= Schriftliche Aufgabe =
Gib die Liste unverändert wieder, und zwar von der Zeile mit „Target: yellow flower petal“ bis einschließlich der letzten Zeile der Liste. Die Zeile mit „Target: yellow flower petal“ gehört mit dazu.

= Vorliegendes Material =
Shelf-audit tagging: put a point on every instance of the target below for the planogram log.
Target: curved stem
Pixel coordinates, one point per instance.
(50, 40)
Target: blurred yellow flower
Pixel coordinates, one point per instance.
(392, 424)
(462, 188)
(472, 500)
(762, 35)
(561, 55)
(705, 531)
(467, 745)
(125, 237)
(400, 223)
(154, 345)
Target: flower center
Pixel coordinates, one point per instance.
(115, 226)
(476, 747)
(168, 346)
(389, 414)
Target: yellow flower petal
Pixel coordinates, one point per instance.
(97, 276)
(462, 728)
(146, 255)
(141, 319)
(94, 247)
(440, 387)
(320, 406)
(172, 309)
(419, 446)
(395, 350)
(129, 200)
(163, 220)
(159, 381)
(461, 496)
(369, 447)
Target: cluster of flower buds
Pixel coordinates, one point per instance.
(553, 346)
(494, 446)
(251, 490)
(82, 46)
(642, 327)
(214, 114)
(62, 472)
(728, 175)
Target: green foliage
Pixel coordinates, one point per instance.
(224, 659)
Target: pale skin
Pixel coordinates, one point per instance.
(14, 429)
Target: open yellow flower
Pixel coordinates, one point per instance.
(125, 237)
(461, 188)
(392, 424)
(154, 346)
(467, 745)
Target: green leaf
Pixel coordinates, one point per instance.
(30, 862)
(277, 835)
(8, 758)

= Ergebnis =
Target: yellow flower petal
Pixel coordinates, one point per instance.
(97, 276)
(462, 728)
(146, 255)
(141, 319)
(94, 247)
(440, 387)
(320, 406)
(172, 309)
(419, 446)
(395, 350)
(129, 200)
(163, 220)
(159, 381)
(461, 496)
(369, 447)
Target: cluster of flower buds
Pixel coordinates, one point per instance.
(553, 346)
(494, 446)
(251, 490)
(82, 46)
(642, 327)
(214, 114)
(62, 472)
(728, 175)
Target: green foliage
Pixel coordinates, one point per instance.
(224, 659)
Target: pale skin
Pixel coordinates, one point per instance.
(14, 429)
Target: open yellow flower
Pixel coordinates, one point per instance.
(125, 237)
(461, 188)
(392, 424)
(154, 346)
(467, 745)
Target: green leaf
Pixel coordinates, one point per instance.
(30, 862)
(277, 835)
(8, 758)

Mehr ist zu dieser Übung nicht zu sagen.